Text to read.
Nginx is a modern, open-source, high-performance web server. It is capable of handling a huge number of concurrent client connections easily (see the C10K problem). While both nginx and Apache HTTP are capable of handling a large number of requests per second, nginx can handle a larger number of concurrent requests without severe performance degradation and the increased memory usage seen in Apache under the same conditions (nginx relies on a non-blocking I/O, event-driven model while Apache relies on threads which may block on I/O).

This makes nginx an excellent load balancer and reverse proxy — a single nginx server can handle the large number of incoming concurrent client connections and distribute them to number of different of upstream servers to actually handle the client requests. The client requests can all be for a single service or application (load balancing) or for a variety of different services and applications which live together on an internal network (reverse proxying).

Using nginx in this way, it is not difficult to create a readily scalable solution for a given web-application to handle a huge number of simultaneous requests.

The rest of this post will contain nginx configuration examples which I have used when setting up and maintaining applications and network infrastructures for both Atomic Object and our clients. I hope that you’ll find them informative and helpful.

Let’s say we have a Ruby on Rails application running on Phusion Passenger on Apache HTTP. The application gets a lot of traffic, and the current Apache server can no longer be performant with the number of client requests. We could beef up the Apache server a bit (more RAM, another CPU), or we could start to scale up with more servers.

We can setup nginx to handle all incoming requests, and have nginx distribute the requests to an arbitrary number of upstream Apache servers for handling.

In nginx, the syntax for such a setup is quite concise:

upstream rails_application  {
  server 10.0.0.1 max_fails=1 fail_timeout=10s;
  server 10.0.0.2 max_fails=1 fail_timeout=10s;
  # and so on: server 10.0.0.x;
}

server {
  listen 1.2.3.4:80;
  location / {
    proxy_pass  http://rails_application;
  }
}

In addition, let’s say we had a legacy PHP application which was running on a separate Apache server from the Rails application. We can now bring that legacy PHP application into the same internal network behind nginx.

upstream rails_application  {
  server 10.0.0.1 max_fails=1 fail_timeout=10s;
  server 10.0.0.2 max_fails=1 fail_timeout=10s;
  # and so on: server 10.0.0.x;
}
upstream legacy_php_application  {
  server 10.0.1.1 max_fails=1 fail_timeout=10s;
}

server {
  listen 1.2.3.4:80;
  server_name railsapp.example.com;
  location / {
    proxy_pass  http://rails_application;
  }
}

server {
  listen 1.2.3.4:80;
  server_name phpapp.example.com;
  location / {
	proxy_pass http://legacy_php_application;
  }
}

As you can see, nginx configuration syntax is quite simple. In just a few lines, we have completely configured nginx as a load balancer and reverse proxy.

(Segmentation annotation data)
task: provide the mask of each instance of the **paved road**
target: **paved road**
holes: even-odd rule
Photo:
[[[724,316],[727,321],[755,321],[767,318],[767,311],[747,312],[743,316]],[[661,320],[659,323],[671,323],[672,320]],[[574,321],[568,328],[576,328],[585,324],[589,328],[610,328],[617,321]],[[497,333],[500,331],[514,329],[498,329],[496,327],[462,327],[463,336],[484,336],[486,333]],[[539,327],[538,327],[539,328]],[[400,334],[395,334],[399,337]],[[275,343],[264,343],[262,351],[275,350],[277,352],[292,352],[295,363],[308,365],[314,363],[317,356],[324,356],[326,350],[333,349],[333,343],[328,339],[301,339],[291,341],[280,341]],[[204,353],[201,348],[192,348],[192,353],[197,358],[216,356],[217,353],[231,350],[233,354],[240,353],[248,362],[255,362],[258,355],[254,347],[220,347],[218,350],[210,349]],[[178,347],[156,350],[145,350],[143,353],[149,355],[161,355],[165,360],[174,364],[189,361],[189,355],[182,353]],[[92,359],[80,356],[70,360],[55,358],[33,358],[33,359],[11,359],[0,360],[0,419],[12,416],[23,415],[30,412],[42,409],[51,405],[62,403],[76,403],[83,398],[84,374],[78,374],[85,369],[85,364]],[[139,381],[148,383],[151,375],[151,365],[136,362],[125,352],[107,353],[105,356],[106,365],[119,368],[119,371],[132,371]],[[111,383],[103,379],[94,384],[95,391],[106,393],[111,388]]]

* * *

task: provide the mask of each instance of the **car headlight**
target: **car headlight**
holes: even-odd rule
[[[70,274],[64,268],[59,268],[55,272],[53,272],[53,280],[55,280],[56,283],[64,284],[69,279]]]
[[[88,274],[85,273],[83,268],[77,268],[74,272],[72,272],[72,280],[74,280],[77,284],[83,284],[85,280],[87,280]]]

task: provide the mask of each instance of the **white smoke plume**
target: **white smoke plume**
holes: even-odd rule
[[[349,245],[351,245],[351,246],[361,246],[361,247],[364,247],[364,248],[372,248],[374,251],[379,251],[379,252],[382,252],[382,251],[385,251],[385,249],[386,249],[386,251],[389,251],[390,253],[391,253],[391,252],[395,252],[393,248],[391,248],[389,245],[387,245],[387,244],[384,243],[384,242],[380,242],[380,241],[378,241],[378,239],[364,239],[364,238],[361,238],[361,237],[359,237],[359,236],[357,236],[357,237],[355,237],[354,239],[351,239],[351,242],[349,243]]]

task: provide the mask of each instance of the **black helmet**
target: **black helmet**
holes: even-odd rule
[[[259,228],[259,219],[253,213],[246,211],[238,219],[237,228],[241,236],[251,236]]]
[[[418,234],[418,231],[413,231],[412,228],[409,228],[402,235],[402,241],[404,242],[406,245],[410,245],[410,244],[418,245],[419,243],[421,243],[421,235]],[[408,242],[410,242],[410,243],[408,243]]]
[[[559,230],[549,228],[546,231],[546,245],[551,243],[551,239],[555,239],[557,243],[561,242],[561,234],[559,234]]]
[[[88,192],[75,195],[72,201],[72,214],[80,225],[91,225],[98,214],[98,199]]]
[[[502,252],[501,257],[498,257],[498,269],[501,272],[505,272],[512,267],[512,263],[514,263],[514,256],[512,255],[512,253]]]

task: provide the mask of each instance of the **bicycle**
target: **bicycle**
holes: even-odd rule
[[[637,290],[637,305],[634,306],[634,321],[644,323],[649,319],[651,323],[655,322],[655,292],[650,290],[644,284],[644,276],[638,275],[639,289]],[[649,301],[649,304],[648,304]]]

Work required. Condense the paragraph in the text about nginx that begins "This makes nginx an excellent load balancer" into a short list of its main facts. This data has no connection to the text about nginx.

Response to the task.
- Nginx makes an excellent load balancer and reverse proxy.
- A single nginx server can take in a large number of concurrent client connections and pass them to a number of upstream servers that actually handle the requests.
- When the requests are all for a single service or application, this is load balancing.
- When the requests are for a variety of services and applications that live together on an internal network, this is reverse proxying.